On the occasion of the 11th anniversary of the August 2008 war, a group of five local civil society organizations, including Human Rights Center, Article 42 of the Constitution, Justice International, Georgian Young Lawyers Association and Georgian Centre for Psychosocial and Medical Rehabilitation of Torture Victims, issued a joint statement addressed to the Georgian government and the International Criminal Court (ICC), which has been investigating war crimes and crimes against humanity allegedly committed during the August war in Georgia for over three years.
The CSOs said that although “the August 2008 war has triggered gravest consequences in the country,” “enforcement of justice, punishment of perpetrators and restoration of victims’ rights has not taken place so far.”
The group noted that a number of “important challenges,” such as lack of awareness about the ICC investigation, as well as Russia’s refusal to cooperate with the international court represents “an apparent obstacle” for carrying out comprehensive investigation.
The CSOs called on the relevant government agencies to carry out effective investigation into war crimes and inform the public on its course.
“Considering the gravity and scales of the crimes committed by the Russian Federation during the August war, it is important to implement all necessary measures so that the crimes committed by Russia do not remain uninvestigated and unpunished,” the statement reads.
The group also called on the government to take relevant measures to improve IDPs’ social conditions.

■ Records

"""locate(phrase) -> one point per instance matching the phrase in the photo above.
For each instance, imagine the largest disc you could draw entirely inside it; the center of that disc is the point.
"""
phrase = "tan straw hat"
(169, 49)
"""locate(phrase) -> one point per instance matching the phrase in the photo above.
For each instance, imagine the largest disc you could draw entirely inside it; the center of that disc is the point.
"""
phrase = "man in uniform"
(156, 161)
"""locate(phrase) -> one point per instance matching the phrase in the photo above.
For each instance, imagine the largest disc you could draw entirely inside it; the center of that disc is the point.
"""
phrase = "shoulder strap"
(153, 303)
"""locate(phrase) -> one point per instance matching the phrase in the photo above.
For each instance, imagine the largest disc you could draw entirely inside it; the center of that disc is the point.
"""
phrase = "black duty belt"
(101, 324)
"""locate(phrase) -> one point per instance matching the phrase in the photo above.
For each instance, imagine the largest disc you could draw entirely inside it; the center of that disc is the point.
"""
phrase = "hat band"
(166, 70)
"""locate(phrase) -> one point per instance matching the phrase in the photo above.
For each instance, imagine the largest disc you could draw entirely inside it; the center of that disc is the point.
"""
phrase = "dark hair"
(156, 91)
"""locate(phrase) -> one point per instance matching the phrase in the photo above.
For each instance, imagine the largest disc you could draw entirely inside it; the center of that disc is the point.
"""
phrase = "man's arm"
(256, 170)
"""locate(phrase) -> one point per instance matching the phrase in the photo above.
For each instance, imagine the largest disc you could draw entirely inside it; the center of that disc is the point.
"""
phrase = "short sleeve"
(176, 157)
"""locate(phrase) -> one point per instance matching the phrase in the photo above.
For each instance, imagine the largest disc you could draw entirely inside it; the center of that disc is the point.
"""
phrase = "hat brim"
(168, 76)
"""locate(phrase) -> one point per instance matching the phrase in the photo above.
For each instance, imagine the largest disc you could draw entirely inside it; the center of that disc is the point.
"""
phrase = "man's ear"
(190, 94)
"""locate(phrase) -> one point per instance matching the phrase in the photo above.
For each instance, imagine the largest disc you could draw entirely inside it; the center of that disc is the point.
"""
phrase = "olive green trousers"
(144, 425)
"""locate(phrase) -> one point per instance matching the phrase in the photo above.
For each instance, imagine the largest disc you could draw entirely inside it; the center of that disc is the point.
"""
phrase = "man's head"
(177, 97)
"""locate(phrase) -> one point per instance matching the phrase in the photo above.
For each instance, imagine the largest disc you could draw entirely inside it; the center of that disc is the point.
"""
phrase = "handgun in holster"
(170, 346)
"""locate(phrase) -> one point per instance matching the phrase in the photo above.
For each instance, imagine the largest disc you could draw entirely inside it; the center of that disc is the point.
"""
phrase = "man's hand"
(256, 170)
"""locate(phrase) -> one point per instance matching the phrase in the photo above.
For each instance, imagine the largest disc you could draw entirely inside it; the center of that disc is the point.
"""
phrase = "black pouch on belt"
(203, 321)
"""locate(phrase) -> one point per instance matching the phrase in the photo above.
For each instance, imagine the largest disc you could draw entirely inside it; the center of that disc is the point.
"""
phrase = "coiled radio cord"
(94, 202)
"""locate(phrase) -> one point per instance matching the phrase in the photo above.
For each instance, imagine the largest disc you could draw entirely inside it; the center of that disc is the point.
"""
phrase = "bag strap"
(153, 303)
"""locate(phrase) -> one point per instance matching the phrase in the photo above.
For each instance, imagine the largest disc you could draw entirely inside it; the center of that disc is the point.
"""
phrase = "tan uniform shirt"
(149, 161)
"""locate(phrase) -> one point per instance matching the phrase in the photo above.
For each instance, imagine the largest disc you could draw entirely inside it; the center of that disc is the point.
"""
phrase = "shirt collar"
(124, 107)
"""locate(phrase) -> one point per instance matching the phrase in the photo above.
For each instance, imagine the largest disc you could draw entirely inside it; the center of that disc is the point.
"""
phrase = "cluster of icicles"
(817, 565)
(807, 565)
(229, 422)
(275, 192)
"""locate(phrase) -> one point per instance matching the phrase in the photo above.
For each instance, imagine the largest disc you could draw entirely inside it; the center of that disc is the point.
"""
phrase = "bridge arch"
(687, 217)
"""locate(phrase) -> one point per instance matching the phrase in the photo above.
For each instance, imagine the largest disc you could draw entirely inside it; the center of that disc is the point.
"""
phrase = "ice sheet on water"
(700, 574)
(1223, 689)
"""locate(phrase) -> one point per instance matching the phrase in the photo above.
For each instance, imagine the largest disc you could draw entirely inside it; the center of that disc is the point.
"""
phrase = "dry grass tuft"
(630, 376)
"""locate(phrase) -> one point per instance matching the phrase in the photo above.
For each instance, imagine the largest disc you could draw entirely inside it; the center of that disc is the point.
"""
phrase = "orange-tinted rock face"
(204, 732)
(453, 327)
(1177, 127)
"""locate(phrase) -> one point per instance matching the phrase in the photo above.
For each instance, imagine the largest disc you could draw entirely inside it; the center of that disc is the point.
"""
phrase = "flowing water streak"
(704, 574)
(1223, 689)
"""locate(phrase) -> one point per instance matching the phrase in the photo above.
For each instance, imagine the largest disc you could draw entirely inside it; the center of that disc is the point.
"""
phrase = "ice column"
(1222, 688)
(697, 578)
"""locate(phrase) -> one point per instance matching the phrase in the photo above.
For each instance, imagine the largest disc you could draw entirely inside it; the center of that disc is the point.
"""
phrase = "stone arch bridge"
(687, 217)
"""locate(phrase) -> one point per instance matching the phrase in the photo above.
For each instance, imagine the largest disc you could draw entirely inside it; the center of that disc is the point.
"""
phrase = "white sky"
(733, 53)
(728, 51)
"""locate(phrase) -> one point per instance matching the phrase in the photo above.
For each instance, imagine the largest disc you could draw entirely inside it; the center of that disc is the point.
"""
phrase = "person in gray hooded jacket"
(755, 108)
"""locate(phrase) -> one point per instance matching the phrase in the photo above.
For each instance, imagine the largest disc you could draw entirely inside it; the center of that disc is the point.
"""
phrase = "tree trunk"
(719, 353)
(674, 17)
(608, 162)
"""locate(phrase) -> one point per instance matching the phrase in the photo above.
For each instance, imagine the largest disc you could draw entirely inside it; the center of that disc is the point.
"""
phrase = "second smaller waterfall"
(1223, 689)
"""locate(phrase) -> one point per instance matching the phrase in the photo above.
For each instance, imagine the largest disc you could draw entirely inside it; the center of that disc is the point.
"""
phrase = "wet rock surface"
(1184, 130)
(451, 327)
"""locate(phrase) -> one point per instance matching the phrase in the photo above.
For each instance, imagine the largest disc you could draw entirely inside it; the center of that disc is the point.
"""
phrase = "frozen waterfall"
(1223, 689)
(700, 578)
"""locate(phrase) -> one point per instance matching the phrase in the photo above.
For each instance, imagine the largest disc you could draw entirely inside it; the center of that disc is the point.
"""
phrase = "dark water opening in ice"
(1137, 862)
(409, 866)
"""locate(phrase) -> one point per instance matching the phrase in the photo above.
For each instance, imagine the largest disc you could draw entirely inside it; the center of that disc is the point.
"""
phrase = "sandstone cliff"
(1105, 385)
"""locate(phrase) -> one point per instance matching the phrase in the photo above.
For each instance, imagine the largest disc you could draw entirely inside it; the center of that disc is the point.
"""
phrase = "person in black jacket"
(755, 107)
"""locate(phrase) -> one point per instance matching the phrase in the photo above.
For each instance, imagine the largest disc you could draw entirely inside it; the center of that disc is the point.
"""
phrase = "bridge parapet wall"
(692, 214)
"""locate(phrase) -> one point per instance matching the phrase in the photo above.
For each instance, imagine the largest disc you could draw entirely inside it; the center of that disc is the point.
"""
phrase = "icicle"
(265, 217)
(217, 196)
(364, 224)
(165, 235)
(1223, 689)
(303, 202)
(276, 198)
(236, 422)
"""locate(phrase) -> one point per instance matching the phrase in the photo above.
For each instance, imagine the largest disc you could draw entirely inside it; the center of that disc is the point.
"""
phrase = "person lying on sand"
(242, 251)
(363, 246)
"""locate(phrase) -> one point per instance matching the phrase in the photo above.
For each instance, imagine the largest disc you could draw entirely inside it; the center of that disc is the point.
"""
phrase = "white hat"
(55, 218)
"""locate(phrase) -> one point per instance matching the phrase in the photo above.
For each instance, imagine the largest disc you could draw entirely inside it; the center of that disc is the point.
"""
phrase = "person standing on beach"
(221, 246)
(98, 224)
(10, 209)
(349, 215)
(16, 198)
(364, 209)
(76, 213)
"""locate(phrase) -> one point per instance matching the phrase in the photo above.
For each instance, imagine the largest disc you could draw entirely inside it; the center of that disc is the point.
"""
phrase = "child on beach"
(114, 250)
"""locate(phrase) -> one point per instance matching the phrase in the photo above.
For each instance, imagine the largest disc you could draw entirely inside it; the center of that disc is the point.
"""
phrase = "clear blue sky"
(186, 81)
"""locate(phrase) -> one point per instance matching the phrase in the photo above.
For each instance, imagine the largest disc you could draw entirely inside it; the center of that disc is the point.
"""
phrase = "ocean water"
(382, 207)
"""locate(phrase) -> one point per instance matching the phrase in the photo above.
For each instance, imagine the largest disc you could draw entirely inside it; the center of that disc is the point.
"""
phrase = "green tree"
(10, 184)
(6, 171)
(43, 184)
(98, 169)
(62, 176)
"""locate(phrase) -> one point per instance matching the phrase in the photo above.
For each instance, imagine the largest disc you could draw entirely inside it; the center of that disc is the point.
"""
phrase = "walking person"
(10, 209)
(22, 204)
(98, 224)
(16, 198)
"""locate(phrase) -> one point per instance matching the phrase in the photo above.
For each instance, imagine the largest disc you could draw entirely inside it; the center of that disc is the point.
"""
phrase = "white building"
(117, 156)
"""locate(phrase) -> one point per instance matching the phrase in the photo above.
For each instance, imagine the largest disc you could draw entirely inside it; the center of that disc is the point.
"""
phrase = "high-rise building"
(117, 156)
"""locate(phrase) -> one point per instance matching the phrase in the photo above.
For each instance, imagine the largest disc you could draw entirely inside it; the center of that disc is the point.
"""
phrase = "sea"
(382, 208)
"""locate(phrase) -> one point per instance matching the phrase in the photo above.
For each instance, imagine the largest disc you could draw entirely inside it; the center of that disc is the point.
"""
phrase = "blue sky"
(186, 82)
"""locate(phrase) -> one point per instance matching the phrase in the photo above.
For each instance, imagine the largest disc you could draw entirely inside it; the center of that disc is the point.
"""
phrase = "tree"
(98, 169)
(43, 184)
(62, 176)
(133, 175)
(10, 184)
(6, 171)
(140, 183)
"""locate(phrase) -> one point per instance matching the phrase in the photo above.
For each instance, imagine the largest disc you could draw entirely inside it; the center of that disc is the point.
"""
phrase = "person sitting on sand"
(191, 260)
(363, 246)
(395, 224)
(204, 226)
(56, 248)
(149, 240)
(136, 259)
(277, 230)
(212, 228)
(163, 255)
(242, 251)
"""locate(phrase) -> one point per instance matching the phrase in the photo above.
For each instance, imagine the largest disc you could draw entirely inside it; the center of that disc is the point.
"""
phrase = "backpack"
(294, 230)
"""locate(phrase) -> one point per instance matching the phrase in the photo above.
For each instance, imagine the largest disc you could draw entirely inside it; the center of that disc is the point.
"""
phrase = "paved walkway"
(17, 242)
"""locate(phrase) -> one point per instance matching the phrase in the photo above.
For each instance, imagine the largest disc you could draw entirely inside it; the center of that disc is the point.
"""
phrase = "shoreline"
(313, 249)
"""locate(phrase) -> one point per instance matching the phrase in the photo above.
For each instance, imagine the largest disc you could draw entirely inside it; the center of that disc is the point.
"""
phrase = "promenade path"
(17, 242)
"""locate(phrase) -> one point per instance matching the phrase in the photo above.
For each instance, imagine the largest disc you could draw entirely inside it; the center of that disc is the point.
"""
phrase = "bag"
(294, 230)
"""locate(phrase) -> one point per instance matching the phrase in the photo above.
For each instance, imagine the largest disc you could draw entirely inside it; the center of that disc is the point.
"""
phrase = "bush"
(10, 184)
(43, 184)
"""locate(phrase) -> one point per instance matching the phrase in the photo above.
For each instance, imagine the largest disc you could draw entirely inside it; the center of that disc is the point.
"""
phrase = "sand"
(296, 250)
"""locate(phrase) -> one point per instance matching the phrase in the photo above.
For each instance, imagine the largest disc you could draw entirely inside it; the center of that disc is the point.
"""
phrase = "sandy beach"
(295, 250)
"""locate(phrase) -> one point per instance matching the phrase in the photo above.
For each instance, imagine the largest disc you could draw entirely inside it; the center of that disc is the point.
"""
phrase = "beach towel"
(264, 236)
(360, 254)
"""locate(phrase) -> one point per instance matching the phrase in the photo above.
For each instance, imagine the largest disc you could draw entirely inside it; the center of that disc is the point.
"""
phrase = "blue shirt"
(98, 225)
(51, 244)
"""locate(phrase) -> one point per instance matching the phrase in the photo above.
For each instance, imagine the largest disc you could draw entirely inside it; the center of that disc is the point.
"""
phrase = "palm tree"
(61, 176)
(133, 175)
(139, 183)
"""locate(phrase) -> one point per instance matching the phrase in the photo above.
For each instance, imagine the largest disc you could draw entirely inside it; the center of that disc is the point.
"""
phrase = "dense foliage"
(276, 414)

■ Exercise goal
Please quote the passage of the article on the August 2008 war anniversary statement that runs between "The group noted" and "IDPs’ social conditions.", inclusive.

■ Solution to this problem
The group noted that a number of “important challenges,” such as lack of awareness about the ICC investigation, as well as Russia’s refusal to cooperate with the international court represents “an apparent obstacle” for carrying out comprehensive investigation.
The CSOs called on the relevant government agencies to carry out effective investigation into war crimes and inform the public on its course.
“Considering the gravity and scales of the crimes committed by the Russian Federation during the August war, it is important to implement all necessary measures so that the crimes committed by Russia do not remain uninvestigated and unpunished,” the statement reads.
The group also called on the government to take relevant measures to improve IDPs’ social conditions.